● Text for analysis
-------
- Trust report reveals King’s Health Partners has been “unable to secure regulator support” for first stage of a haematology institute
- Support withheld because King’s College Hospital Foundation Trust is in financial special measures, says partner trust
- Guy’s and St Thomas’ FT report references “difficult relationship” with King’s on haematology services
A London teaching hospital has found itself unable to “secure regulator support” for a new research institute because of its financial problems, a board report reveals.
King’s Health Partners – an academic health science centre which brings together King’s College London, University of London, Guy’s and St Thomas’ FT and King’s College Hospital FT – was hoping to build a haematology centre at KCH’s main site.
A paper to the board of GSTT said the project had “been unable to secure regulator support for the strategic outline case because KCH remained in financial special measures”.
The trust was placed in financial special measures in December 2017 after its deficit in 2017-18 ballooned from a planned £38.8m to £70.6m, then £92.2m, before ending the year £129.6m in the red.
-------
● Information supplied
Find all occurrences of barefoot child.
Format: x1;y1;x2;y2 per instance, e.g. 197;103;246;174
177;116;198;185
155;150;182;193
-------
● Requirement 1
Answer these questions using the article on the haematology institute:
(a) Which trust's board received the paper about the project's lack of regulator support?
(b) In what month and year was the trust placed in financial special measures?
(c) What did King's Health Partners hope to build, and where?
● Requirement 2
In the article on the haematology institute, rewrite the stretch from "A paper to the" through "in the red.", swapping "financial special measures" for "enhanced financial oversight".

● Exercise response 1
(a) The board of GSTT (Guy's and St Thomas' FT).
(b) December 2017.
(c) A haematology centre at KCH's main site.

● Exercise response 2
A paper to the board of GSTT said the project had “been unable to secure regulator support for the strategic outline case because KCH remained in enhanced financial oversight”.
The trust was placed in enhanced financial oversight in December 2017 after its deficit in 2017-18 ballooned from a planned £38.8m to £70.6m, then £92.2m, before ending the year £129.6m in the red.